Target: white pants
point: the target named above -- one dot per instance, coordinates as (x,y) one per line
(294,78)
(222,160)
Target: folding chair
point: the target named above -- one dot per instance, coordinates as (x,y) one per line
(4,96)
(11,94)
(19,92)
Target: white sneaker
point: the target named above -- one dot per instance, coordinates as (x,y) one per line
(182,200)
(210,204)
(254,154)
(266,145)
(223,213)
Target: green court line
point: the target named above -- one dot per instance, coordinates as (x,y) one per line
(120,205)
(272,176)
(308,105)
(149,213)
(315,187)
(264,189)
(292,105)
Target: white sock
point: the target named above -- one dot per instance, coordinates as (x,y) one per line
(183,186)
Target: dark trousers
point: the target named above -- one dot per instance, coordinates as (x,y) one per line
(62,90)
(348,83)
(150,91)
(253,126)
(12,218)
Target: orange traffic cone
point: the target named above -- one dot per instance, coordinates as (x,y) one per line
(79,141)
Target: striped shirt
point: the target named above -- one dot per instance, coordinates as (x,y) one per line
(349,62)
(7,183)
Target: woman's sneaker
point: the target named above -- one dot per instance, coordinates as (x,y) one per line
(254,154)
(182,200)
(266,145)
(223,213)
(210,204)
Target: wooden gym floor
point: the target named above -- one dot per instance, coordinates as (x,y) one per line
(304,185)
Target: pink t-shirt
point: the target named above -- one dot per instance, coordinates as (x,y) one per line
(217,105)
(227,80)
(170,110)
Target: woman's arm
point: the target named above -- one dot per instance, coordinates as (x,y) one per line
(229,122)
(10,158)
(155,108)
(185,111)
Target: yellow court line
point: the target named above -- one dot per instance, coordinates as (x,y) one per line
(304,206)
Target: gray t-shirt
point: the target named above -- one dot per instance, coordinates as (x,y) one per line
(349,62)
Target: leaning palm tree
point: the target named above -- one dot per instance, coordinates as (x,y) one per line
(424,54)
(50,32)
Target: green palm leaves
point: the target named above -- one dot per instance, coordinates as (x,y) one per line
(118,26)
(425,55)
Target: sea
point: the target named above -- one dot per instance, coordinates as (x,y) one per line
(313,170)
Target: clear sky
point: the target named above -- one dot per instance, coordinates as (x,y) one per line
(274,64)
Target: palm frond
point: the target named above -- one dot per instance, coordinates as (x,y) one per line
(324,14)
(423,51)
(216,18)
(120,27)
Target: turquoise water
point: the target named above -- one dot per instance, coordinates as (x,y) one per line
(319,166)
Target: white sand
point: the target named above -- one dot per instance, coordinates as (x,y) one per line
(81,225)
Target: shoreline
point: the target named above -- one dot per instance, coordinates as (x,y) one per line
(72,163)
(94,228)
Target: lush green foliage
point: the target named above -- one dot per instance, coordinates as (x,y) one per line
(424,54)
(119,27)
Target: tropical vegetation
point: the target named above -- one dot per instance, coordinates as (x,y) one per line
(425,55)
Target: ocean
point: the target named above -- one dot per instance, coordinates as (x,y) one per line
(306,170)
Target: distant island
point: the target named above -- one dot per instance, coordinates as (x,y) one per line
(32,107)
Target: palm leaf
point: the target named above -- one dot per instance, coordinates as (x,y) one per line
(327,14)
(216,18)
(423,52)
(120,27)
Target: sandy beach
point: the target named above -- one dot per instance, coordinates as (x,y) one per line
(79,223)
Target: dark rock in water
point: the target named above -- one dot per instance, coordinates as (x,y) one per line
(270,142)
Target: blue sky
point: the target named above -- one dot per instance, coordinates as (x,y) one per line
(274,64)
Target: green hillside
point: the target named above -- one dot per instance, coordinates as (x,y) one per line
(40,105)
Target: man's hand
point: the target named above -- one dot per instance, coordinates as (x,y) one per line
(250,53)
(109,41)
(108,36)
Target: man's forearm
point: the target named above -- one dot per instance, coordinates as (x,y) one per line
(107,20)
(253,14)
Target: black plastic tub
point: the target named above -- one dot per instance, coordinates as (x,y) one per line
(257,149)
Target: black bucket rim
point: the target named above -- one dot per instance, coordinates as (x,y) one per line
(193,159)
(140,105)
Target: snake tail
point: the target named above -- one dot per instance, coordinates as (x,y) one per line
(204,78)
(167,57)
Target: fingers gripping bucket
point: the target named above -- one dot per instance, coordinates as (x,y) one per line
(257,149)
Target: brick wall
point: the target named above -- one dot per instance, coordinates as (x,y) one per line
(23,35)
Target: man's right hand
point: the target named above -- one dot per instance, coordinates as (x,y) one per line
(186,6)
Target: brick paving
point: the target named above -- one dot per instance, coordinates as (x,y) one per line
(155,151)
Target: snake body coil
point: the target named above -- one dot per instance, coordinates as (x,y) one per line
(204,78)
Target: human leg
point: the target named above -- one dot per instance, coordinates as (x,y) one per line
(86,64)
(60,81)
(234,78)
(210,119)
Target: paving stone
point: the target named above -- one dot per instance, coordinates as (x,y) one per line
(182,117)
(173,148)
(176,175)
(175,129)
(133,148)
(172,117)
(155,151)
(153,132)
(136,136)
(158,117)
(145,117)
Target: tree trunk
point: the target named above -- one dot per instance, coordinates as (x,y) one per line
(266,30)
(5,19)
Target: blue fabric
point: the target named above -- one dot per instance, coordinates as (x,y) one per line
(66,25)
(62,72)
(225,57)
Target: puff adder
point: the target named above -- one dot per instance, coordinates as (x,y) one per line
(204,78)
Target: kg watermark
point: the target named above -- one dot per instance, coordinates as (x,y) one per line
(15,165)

=== What you should do ===
Where the line holding "Target: snake body coil" appears in the listing above, start reproducing exactly, and end with the line holding "Target: paving stone".

=== Task response ===
Target: snake body coil
point: the target named above -- one dot per instance, coordinates as (x,y) one per line
(204,78)
Target: human leg
point: the target named above -- one dot per instance, coordinates as (x,y) one per line
(86,64)
(60,81)
(234,78)
(210,119)
Target: paving stone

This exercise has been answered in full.